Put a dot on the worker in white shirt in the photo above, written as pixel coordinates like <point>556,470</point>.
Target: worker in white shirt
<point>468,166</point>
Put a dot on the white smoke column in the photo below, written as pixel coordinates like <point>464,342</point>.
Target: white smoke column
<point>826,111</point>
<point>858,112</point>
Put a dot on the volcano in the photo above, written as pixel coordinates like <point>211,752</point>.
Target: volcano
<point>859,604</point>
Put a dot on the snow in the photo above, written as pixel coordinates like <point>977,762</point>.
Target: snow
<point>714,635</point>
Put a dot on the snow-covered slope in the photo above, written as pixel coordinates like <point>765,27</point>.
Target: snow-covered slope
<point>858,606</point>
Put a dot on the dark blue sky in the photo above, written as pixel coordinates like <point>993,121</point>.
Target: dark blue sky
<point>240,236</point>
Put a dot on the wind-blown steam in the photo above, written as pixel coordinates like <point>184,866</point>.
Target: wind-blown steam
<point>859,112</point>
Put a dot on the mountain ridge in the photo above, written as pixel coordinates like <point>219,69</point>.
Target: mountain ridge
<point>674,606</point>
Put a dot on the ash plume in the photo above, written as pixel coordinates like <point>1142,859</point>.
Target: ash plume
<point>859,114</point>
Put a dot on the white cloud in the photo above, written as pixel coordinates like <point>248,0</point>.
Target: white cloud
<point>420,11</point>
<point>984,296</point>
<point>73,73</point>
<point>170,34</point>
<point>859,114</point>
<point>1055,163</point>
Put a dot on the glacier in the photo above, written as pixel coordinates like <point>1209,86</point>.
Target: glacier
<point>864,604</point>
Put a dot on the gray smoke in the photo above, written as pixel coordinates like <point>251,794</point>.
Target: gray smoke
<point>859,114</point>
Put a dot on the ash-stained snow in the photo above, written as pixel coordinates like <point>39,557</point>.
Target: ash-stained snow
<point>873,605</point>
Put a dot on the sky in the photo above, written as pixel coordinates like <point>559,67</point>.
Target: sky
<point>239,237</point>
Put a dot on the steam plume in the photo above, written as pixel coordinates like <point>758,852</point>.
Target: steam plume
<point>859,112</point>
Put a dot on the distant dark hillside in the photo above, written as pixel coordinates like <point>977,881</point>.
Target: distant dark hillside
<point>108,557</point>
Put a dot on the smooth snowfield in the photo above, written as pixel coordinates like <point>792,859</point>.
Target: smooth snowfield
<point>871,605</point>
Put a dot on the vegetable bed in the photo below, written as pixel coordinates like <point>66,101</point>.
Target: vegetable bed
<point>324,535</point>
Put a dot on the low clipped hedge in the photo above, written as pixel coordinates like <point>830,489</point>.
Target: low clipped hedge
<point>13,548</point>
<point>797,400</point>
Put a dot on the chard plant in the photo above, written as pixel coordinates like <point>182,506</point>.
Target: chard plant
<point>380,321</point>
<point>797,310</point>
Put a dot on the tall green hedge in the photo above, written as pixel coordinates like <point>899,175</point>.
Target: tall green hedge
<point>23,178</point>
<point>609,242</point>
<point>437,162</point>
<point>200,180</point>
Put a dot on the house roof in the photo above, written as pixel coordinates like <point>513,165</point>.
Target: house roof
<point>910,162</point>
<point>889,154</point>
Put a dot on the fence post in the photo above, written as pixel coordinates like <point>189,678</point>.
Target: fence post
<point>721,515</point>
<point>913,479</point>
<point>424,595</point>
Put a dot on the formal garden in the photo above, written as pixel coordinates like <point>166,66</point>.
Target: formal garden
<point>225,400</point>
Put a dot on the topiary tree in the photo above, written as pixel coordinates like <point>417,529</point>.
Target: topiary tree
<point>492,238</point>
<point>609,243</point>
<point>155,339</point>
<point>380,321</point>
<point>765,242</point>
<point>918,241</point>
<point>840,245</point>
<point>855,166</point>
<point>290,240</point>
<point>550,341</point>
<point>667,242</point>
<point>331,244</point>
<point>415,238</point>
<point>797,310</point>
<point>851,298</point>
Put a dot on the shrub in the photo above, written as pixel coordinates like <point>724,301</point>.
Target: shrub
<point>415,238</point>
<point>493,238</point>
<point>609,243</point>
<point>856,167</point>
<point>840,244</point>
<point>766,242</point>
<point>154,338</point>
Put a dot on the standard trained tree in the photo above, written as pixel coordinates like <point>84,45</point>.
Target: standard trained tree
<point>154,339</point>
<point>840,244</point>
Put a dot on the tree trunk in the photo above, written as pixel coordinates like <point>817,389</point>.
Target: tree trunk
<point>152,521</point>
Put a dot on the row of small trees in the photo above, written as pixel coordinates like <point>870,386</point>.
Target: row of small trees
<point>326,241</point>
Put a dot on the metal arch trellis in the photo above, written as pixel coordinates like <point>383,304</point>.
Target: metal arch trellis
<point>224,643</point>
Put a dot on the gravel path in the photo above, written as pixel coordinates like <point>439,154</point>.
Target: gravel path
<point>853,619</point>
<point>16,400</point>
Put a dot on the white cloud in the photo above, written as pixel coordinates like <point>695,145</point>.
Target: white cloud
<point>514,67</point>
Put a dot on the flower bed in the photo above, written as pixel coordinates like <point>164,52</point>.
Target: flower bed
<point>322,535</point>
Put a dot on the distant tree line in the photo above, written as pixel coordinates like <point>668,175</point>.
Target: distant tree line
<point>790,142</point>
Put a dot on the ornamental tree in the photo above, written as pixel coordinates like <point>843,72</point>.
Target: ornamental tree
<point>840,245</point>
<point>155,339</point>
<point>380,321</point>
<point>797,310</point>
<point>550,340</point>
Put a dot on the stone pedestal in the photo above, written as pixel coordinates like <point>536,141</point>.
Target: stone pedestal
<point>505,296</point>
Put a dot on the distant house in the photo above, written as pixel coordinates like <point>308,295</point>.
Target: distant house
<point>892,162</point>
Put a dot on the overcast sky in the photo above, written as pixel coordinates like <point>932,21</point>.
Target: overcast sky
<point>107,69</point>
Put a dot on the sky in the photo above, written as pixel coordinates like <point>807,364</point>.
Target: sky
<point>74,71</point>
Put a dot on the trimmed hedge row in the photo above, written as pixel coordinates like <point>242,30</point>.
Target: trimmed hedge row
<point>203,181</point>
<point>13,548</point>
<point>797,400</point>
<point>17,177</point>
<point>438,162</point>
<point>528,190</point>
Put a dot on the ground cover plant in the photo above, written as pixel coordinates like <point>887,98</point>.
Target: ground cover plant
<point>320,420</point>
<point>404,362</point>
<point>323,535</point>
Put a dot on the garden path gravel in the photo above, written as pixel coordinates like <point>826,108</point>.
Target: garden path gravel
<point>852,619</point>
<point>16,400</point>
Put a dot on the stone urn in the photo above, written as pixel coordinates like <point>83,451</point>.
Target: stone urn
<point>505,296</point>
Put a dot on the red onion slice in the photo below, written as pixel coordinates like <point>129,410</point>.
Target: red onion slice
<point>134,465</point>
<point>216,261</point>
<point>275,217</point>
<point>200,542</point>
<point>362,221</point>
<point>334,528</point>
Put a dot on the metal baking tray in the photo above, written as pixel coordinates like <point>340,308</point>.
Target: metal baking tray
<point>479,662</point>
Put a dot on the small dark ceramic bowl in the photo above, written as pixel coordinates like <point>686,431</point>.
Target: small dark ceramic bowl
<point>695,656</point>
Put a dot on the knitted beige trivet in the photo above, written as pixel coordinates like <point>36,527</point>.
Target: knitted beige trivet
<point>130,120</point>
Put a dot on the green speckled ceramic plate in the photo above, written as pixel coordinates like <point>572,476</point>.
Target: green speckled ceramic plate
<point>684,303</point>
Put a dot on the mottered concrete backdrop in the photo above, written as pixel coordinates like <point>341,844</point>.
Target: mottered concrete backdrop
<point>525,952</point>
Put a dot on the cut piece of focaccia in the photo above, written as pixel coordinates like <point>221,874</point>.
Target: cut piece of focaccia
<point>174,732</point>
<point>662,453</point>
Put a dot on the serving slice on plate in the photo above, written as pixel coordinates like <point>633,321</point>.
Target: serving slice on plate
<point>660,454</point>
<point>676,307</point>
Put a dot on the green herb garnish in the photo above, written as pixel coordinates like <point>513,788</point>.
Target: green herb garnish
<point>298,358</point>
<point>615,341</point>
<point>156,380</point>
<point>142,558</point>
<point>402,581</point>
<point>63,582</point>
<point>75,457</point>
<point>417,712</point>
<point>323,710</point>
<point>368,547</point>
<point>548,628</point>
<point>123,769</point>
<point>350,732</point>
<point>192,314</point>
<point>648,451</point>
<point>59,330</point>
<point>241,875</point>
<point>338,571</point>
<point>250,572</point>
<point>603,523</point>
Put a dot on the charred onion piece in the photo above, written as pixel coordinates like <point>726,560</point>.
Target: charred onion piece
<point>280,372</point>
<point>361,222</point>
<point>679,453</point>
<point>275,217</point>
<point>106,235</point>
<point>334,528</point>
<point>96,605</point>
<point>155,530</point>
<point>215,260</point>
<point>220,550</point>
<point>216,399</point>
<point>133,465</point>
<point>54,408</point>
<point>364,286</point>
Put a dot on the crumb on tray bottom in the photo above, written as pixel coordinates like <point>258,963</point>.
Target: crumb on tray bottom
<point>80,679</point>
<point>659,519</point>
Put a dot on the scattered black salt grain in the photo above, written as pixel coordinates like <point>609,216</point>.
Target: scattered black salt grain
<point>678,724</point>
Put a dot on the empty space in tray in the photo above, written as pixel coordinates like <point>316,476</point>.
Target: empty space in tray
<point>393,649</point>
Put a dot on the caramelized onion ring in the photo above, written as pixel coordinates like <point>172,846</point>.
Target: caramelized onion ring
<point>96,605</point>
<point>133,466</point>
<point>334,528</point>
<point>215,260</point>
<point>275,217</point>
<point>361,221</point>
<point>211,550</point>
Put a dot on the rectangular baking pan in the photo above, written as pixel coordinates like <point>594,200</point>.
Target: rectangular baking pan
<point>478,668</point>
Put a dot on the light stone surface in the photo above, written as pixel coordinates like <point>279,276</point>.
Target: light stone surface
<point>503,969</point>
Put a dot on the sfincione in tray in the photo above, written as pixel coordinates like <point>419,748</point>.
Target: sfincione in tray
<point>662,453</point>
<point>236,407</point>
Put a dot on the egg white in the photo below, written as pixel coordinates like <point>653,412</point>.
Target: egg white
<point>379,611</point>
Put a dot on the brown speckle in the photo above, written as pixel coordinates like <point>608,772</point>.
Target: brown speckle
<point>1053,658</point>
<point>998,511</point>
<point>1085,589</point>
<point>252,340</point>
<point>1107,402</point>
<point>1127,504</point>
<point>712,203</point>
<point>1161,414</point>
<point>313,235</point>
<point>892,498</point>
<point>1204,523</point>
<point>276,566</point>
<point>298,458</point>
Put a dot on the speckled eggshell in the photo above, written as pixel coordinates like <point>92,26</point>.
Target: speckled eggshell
################
● WHAT IS EXPECTED: Can you write out everything from the line containing "Put a dot on the mountain" down to the line containing "<point>239,237</point>" again, substituting "Mark" for "Put a dot on" and leaving the rest unchanged?

● EXPECTED OUTPUT:
Mark the mountain ridge in the photo above, written as pixel coordinates like <point>219,69</point>.
Target: mountain ridge
<point>674,606</point>
Mark the ash plume in the photo above, written as pixel coordinates like <point>1142,859</point>.
Target: ash plume
<point>859,114</point>
Mark the white cloud in the photo above, written as pixel coordinates like <point>248,0</point>.
Target: white cloud
<point>420,11</point>
<point>984,296</point>
<point>73,73</point>
<point>170,34</point>
<point>859,114</point>
<point>1055,163</point>
Mark the glacier in the photo above, written as pixel coordinates like <point>1209,86</point>.
Target: glacier
<point>864,604</point>
Mark the gray smoke in the photo above, written as pixel coordinates like <point>251,794</point>.
Target: gray smoke
<point>859,114</point>
Mark the ash-stained snow in the photo above, written as pixel coordinates like <point>39,557</point>.
Target: ash-stained snow
<point>873,605</point>
Mark the sky in the photo above, written as pixel coordinates like <point>559,67</point>.
Target: sky
<point>239,237</point>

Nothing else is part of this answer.